**YOUR OBJECTIVE:**
Please return each entry that follows exactly as given, but without pictures.

**SUPPLIED DATA:**
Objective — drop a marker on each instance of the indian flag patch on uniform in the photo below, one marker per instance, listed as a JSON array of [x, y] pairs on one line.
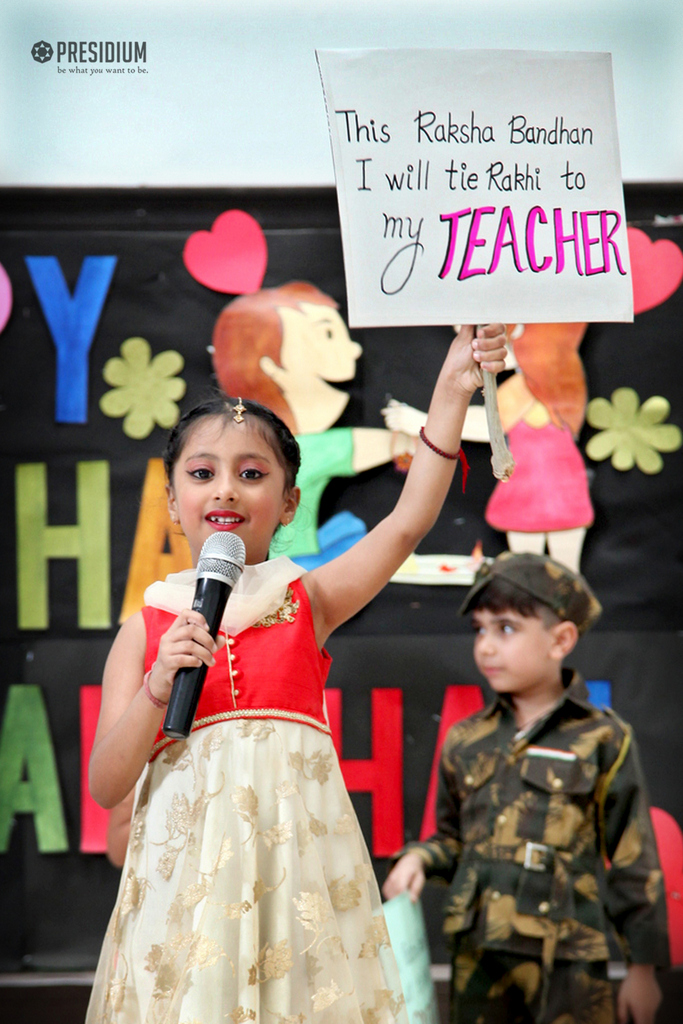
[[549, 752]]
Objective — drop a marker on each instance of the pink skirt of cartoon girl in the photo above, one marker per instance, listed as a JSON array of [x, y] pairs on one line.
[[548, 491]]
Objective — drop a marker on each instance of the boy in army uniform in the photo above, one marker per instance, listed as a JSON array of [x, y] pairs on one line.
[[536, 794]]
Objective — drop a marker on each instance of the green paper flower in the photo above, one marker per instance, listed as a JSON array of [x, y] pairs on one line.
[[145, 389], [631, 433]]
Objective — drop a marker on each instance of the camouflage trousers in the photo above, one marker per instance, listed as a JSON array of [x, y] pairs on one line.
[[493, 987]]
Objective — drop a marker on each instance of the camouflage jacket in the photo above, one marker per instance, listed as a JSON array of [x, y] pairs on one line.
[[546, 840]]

**EXERCISE ANSWER:**
Objective — drop a marker on each instance of the indian flag patch on uniform in the photo below, one marker per instance, listed as a JSON array of [x, y] pairs on one line.
[[549, 752]]
Objective — drop a marker on each instance of the pink skirt of cartoon girl in the photo above, one marker per instance, listed as a JSON array of [x, y] pairs on one line.
[[548, 491]]
Objective — drop a marker on each instance of the boy in army uniform in the photo above, one marker per instance, listed as a JSON array of [x, y] pairs on one line.
[[536, 794]]
Objective — drop a marker on each instance of the green paper flower in the photo above, one marker per instance, listed as a JSON array of [x, y] pairs on one line.
[[145, 389], [631, 433]]
Objective — drop a marker on each instance of the camouflage trousers in the photo above, one marker per instance, listed as a JSON array of [x, y] pairs on one line.
[[493, 987]]
Objective — drop a marker on each instance of the camouflage jacket in the photo above, one marker per instance, listed as a JSON array of [x, y] pairs on one line.
[[546, 840]]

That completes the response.